**BRIEF**
Copy every line of the data below word for word, keeping each line's order and punctuation unchanged.

**STORED ROWS**
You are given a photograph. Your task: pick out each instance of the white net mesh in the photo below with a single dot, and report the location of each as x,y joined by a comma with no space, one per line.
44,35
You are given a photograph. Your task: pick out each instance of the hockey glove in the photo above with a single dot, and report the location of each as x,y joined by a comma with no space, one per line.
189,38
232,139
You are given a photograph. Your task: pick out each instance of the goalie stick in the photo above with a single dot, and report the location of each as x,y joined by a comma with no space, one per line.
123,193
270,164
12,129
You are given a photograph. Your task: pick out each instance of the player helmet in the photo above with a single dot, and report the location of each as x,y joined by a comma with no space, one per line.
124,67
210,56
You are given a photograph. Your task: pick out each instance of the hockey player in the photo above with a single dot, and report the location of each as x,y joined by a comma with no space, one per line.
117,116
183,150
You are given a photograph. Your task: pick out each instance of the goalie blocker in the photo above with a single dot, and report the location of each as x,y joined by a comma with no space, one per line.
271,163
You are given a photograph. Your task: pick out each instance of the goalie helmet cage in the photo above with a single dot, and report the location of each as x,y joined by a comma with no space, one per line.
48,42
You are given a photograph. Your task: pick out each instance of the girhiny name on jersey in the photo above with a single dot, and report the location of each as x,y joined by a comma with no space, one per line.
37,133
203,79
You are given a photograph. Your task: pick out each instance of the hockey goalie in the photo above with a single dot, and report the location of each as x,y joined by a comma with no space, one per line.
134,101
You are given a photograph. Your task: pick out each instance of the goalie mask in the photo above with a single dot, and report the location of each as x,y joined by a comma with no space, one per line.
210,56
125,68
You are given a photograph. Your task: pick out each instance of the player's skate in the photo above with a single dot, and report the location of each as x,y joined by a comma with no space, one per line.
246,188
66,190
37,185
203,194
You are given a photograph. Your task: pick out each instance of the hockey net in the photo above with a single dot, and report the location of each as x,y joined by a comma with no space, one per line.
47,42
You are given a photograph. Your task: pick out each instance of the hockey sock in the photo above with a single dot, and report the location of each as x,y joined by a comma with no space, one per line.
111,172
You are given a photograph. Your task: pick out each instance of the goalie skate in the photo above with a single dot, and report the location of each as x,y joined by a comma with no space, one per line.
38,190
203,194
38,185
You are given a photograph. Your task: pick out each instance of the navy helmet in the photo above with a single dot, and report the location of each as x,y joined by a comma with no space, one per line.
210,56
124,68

**THE OUTPUT**
You are given a photograph. Your task: pick out each instance of the white net mesh in the photo below with a single dot, and report the location of each as x,y joined by a comma with no space, one per line.
44,35
You are given a photograph. Your task: pick out each instance of the hockey glove in the photo above with a single dot, and report the location of each as x,y joined by a comma with no space, one per line.
189,38
232,139
You are given a photograph. Your task: pick out each instance of the goalie stick in the photo above with a single dot, and report the location of each as x,y joined by a comma with no space, one per line.
123,193
270,164
12,129
You are given a photograph. Your task: pick out each instance of the player helmet in the photo above with a single dot, and report the location of each as x,y joined by a comma with no space, one per line.
124,67
210,56
You are given a photograph. Your task: pick out each instance of the hockey player in the photo above with a single dot, and report the location of each as x,y joined by a comma with no space, one per line.
117,116
183,150
You are given a photograph. Your task: pick out each instance of the goalie blocker in the photo above with a single dot, and report the location of each as x,y joined by a comma with no space, one per line.
271,163
You are given a photograph. Your task: pick out each instance of the goalie helmet cage in the photo above with a single dot, and report the location of each as x,y joined by a comma with no space, one per line.
48,42
You are given a photograph. Your task: pick out each instance of the girhiny name on jersey in the photo above with a single dot, and report the location of each as x,y joined by a comma with no space, one per line.
37,133
203,79
You are given a photograph. Your task: pick out each instance of the hockey goalie in the photo above with a single dot, and report the location of each as x,y joined by a comma with no space, one per line.
134,101
You are given a photograph. Your task: pick out each instance of the goalie mask in the photo above with a single dot, and report the location of each as x,y joined by a comma with no space, one per line.
210,56
125,68
You are given a photograph. Your task: pick out each instance of the player's skate in the photo above with a single dot, and report the location of each as x,y joined by a comma with no space, one per line.
246,188
66,190
37,185
203,194
You are given a photograph. Your task: pick out each instance of the hockey net in the photo above with a single dot, and report the location of each as x,y joined by a comma with no space, one per line.
47,42
You are given a photograph. Your task: pick out each instance of the hockey sock in the photo above with a single dot, and report the location of each as x,y joined by a comma with no space, one per line.
111,172
You are given a photograph. Your task: pick out each instance of the goalie skate in the photo above with a single dot, and report the location of each as x,y joined by a comma with no space, one per line.
38,190
203,194
38,185
You are given a photograph. Your task: pick out each instance of the navy helmet in the photo above with a single dot, and report the location of each as x,y joined by a comma with no space, one per line.
210,56
124,68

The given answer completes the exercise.